— EXERCISE OBJECTIVE —
Repeat the listing exactly, line by line, and leave the pictures behind.

— DATA RECORDS —

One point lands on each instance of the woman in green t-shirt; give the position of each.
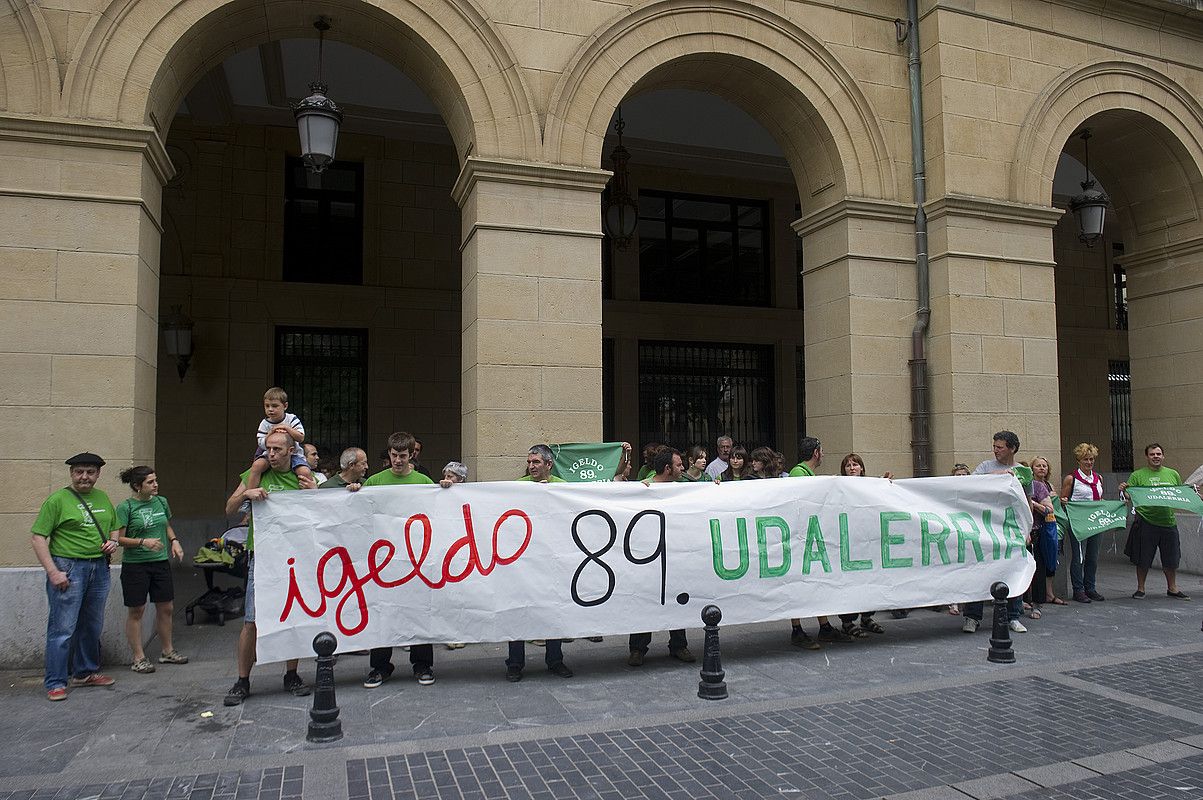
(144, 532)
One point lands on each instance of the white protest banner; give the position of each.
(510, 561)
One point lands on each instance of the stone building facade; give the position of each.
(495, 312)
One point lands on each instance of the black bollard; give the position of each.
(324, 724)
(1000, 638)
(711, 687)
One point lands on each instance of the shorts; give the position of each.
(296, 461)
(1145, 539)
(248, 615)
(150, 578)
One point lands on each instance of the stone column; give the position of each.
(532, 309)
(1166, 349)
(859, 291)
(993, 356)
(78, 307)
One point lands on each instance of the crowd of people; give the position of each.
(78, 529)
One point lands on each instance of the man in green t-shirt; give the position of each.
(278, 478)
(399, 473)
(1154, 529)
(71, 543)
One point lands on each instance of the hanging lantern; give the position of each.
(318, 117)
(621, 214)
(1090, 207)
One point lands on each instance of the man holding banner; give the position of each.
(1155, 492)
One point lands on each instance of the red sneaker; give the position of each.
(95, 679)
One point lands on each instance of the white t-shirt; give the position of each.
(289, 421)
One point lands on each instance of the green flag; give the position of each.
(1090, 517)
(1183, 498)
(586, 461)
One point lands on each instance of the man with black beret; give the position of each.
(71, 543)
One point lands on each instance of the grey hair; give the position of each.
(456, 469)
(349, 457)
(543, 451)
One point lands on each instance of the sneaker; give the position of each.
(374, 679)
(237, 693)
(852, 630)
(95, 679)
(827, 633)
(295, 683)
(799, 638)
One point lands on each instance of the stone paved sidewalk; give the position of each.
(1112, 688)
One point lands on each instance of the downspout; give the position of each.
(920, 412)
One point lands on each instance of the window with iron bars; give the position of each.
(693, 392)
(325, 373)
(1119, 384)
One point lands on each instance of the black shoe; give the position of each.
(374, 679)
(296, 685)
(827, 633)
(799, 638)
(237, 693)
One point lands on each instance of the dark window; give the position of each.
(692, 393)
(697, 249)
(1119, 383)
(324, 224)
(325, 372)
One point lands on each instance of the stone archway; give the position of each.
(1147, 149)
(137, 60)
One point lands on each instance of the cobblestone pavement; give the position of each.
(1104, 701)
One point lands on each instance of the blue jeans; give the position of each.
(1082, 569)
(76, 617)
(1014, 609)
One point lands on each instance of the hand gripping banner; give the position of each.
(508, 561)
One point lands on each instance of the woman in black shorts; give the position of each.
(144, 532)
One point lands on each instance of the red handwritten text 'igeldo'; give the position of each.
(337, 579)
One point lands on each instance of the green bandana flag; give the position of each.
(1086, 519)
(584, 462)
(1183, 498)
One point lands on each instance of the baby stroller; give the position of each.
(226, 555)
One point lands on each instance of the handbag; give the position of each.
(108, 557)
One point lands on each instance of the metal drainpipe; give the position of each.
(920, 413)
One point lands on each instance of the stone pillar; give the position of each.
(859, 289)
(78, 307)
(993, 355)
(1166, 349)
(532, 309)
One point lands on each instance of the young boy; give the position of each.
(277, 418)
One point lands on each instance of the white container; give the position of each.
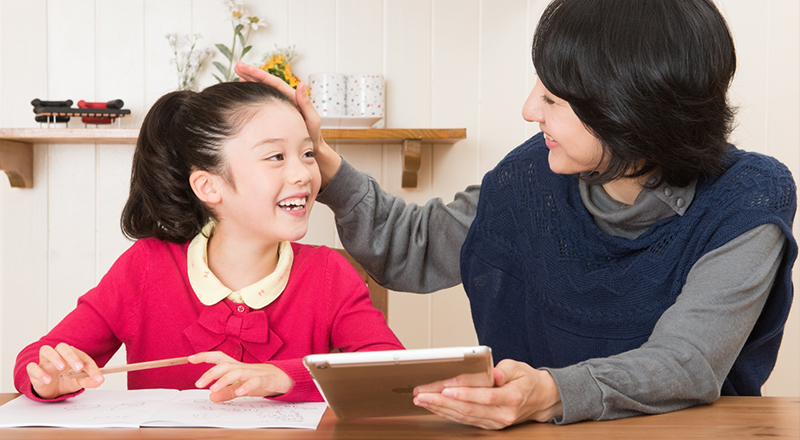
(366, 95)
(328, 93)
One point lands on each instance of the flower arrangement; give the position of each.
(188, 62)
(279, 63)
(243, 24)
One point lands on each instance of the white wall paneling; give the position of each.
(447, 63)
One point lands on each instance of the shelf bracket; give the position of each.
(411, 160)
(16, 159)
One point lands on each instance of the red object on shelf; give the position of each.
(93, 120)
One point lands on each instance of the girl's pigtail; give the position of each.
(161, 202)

— SOLUTION FOR THIS TASK —
One point lands on each instance of the woman in green t-shirt; give the position of each.
(144, 532)
One point lands on each instance of the white protest banner; give the position of each.
(510, 561)
One point lands on each instance of the stone building facade; give the position of each.
(495, 312)
One point lands on each instance of the black bollard; give the position of each.
(324, 724)
(1000, 638)
(711, 687)
One point lands on each instance of the shorts; give the position of each.
(296, 461)
(1145, 539)
(248, 615)
(150, 578)
One point lands on each instance of the stone column; give the position of each.
(532, 309)
(1166, 349)
(859, 291)
(993, 356)
(78, 307)
One point lands on each instance of the crowd of people; give the position of each.
(78, 529)
One point lands on each instance of the man in green t-shirt; give the position of each.
(278, 478)
(399, 473)
(1154, 529)
(71, 543)
One point lands on each instance of the hanging lantern; give the position of each.
(318, 117)
(621, 214)
(1090, 207)
One point lands on each instance of the man holding banner; give the position of each.
(1155, 492)
One point lands on each instance of the red sneaker; give the position of each.
(95, 679)
One point lands on each instance of the white t-shirt; give the position of each.
(289, 421)
One point lands on each instance of the green flag; give the position of each.
(1090, 517)
(1183, 498)
(586, 461)
One point lands on each instance of the man with black beret; give the position of each.
(71, 543)
One point lands on each instance of the grey hair; give the position of each.
(456, 469)
(349, 457)
(543, 451)
One point lands on each instance of the sneaker; give the position of each.
(374, 679)
(237, 693)
(852, 630)
(95, 679)
(827, 633)
(295, 683)
(799, 638)
One point lands on each instance of the stone paved sidewalk; give the position of each.
(1112, 688)
One point lands on each instance of the downspout; give the position of each.
(920, 412)
One point lands on each instance of the window with iron bars; give the position of each.
(693, 392)
(325, 373)
(1119, 384)
One point lands on each instance of the black shoe; give the position of each.
(374, 679)
(296, 685)
(827, 633)
(799, 638)
(237, 693)
One point lands on each instance of the dark window; give the position of each.
(692, 393)
(697, 249)
(1119, 383)
(324, 224)
(325, 372)
One point lands on each instance of the stone archway; give the position of each.
(1147, 149)
(137, 60)
One point lands on each instance of the cobblestone pavement; give the position of each.
(1104, 701)
One point lands on each instance of the blue jeans; give the position of each.
(1082, 569)
(76, 617)
(1014, 609)
One point lands on each instance of the hand gripping banner; give the position of each.
(508, 561)
One point lands on each instance of the woman in black shorts; give the position of each.
(144, 532)
One point lands on each instance of the red handwritten text 'igeldo'; give the position of each.
(337, 579)
One point lands on each instance of the green bandana flag; give the position of each.
(1086, 519)
(584, 462)
(1183, 498)
One point lands on each instance of the baby stroller; give the position of each.
(226, 555)
One point lands on each instance of the handbag; give the position of each.
(108, 557)
One point lands on each instance of the metal drainpipe; give the position of each.
(920, 413)
One point lands on each instance of the stone pillar; give the position of each.
(859, 289)
(78, 307)
(993, 355)
(1166, 349)
(532, 309)
One point lands on each instance of the young boy; give the position of each.
(277, 418)
One point lands on each instance of the white container; give the position of each.
(366, 95)
(328, 93)
One point lands on each instance of the flower arrangement; give the position of each.
(188, 62)
(279, 63)
(243, 24)
One point lands on each instance of the white wall paneling; give the position of each.
(447, 63)
One point lands on each instance of the shelf bracket; give the position of each.
(411, 160)
(16, 159)
One point lands on each instance of the red object on shelf; give the position of each.
(93, 120)
One point lands on each instance of the girl's pigtail; give the position of each.
(161, 202)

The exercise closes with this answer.